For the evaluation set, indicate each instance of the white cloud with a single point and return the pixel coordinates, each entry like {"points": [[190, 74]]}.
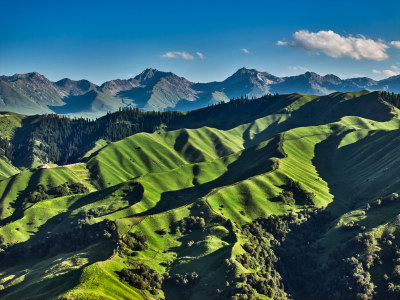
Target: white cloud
{"points": [[387, 73], [201, 55], [298, 68], [335, 45], [178, 54], [395, 44]]}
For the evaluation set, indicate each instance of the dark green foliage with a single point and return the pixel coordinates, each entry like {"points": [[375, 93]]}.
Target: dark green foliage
{"points": [[142, 277], [286, 197], [6, 148], [135, 241], [63, 140], [186, 280], [294, 194], [62, 190], [78, 188], [191, 223], [78, 238], [392, 98]]}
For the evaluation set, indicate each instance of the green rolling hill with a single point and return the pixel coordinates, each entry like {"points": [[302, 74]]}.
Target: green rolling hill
{"points": [[250, 199]]}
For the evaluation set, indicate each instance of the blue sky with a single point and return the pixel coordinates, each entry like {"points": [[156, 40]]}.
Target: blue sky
{"points": [[103, 40]]}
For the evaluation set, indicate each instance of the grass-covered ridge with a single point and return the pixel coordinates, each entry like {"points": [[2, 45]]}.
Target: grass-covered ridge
{"points": [[207, 208]]}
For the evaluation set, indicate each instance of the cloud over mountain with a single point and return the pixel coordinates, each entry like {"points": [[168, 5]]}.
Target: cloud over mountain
{"points": [[335, 45], [178, 54]]}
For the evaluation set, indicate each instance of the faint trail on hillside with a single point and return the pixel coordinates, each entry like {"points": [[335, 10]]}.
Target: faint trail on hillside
{"points": [[275, 167], [123, 235]]}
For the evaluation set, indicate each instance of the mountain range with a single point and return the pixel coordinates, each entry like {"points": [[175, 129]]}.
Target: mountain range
{"points": [[287, 196], [33, 93]]}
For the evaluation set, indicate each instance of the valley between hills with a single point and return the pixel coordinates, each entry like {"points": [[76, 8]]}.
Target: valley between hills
{"points": [[284, 196]]}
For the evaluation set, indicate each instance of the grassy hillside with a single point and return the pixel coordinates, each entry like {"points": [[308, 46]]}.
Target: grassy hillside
{"points": [[260, 201]]}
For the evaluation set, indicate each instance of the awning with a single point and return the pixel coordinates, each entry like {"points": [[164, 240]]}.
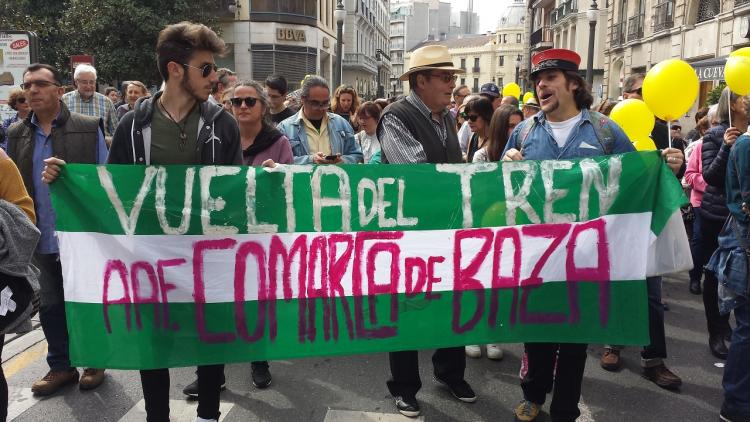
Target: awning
{"points": [[710, 69]]}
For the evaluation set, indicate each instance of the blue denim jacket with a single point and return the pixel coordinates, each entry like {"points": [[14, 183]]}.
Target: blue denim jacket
{"points": [[540, 143], [340, 134]]}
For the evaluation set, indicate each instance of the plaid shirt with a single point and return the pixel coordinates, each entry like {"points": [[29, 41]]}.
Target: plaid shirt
{"points": [[98, 106]]}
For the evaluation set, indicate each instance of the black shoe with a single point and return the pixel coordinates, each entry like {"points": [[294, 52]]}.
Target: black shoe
{"points": [[695, 287], [191, 390], [408, 406], [717, 346], [460, 390], [260, 374]]}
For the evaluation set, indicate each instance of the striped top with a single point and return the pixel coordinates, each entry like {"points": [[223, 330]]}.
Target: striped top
{"points": [[398, 144], [98, 106]]}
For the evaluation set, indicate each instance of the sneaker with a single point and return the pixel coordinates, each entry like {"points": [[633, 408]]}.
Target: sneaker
{"points": [[408, 406], [527, 411], [495, 352], [662, 377], [610, 360], [460, 390], [524, 366], [91, 378], [473, 351], [191, 390], [260, 374], [53, 381]]}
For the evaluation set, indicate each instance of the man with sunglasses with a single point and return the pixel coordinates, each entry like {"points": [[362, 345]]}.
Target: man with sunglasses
{"points": [[316, 135], [180, 126], [421, 129], [52, 130]]}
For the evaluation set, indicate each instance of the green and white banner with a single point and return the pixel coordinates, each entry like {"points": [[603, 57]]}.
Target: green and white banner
{"points": [[169, 266]]}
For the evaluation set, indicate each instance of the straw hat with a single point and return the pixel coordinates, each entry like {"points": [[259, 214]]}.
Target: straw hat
{"points": [[430, 57]]}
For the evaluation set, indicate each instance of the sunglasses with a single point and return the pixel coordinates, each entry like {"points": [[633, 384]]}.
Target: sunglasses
{"points": [[41, 84], [249, 101], [206, 69], [638, 91]]}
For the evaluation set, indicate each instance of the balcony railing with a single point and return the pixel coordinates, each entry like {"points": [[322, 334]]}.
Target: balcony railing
{"points": [[664, 15], [360, 60], [635, 27], [541, 35], [565, 9], [618, 35]]}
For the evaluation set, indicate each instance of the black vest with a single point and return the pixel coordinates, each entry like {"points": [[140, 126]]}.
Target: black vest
{"points": [[424, 132], [74, 140]]}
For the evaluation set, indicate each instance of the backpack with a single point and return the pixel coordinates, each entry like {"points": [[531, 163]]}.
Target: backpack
{"points": [[599, 121]]}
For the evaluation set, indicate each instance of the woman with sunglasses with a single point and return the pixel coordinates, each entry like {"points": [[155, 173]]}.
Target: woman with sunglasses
{"points": [[345, 103], [478, 113], [503, 121], [259, 137]]}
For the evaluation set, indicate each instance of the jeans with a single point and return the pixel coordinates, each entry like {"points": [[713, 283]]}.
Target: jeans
{"points": [[696, 248], [449, 365], [52, 310], [155, 384], [736, 380], [565, 384], [717, 324]]}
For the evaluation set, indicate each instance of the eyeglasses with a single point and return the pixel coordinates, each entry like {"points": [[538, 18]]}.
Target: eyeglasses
{"points": [[41, 84], [318, 104], [206, 69], [638, 91], [445, 77], [249, 101]]}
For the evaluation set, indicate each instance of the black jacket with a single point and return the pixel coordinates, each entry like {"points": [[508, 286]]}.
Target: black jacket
{"points": [[715, 155], [219, 135]]}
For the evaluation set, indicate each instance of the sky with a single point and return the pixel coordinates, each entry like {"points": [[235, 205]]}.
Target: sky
{"points": [[488, 11]]}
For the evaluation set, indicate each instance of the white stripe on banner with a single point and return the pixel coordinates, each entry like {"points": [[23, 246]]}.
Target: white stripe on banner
{"points": [[163, 266]]}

• [TASK INSTRUCTIONS] Repeat the line that contains "For the evaluation set, indicate each instance of the balcony", then every line after it until the records end, with nothing added.

• [WRITTEN ANSWER]
For the evaluation set, indicate each instance of the balcony railing with a single point and return the pixel coordinates, each entry like {"points": [[322, 334]]}.
Target: balcony railing
{"points": [[664, 15], [360, 60], [635, 27], [541, 35], [565, 9], [618, 35]]}
For the evaluation set, indicate each instance of the black vest with a single point and return the pixel coordinates, each entry like {"points": [[140, 126]]}.
Target: black vest
{"points": [[424, 132], [74, 140]]}
For the evaluation set, indicate each instance of the backpack with a single point and return the pixel coordinates, each entry like {"points": [[531, 163]]}.
Target: backpack
{"points": [[599, 121]]}
For the evaluation set, indicate each instance of the woman with sunglasses with a single point and return the pixel coordinates, each entry like {"points": [[155, 173]]}.
Target: woman with sunglasses
{"points": [[345, 103], [478, 113], [503, 121], [259, 137]]}
For the evaluation set, indicate each instance of the jeans with a single point and return the pixel coordinates, each entry like {"points": [[713, 283]]}.
Target: jeans
{"points": [[696, 248], [449, 365], [52, 310], [155, 384], [736, 380], [565, 384], [717, 324]]}
For the evaluation set, indicate each instance of the eyeglasses with a single point and return the pixel coordinates, each entry like {"points": [[538, 18]]}.
Target: eyeglasses
{"points": [[41, 84], [318, 104], [206, 69], [638, 91], [445, 77], [249, 101]]}
For the evaluation set, indicate each instance of the black jacket with a single point and return the pixel coordinates, each entry like {"points": [[508, 286]]}.
Target: black jacket
{"points": [[715, 155], [219, 135]]}
For the evaluation set, indicate each instance of the sky with a single point and return the pixel coordinates, each entry like {"points": [[235, 205]]}.
Target: sky
{"points": [[488, 11]]}
For the evaluation set, indicate each instance of the white stripe on banner with a single point and return the pixel coordinates, each entry like {"points": [[23, 246]]}.
Target: white stripe on banner
{"points": [[163, 266]]}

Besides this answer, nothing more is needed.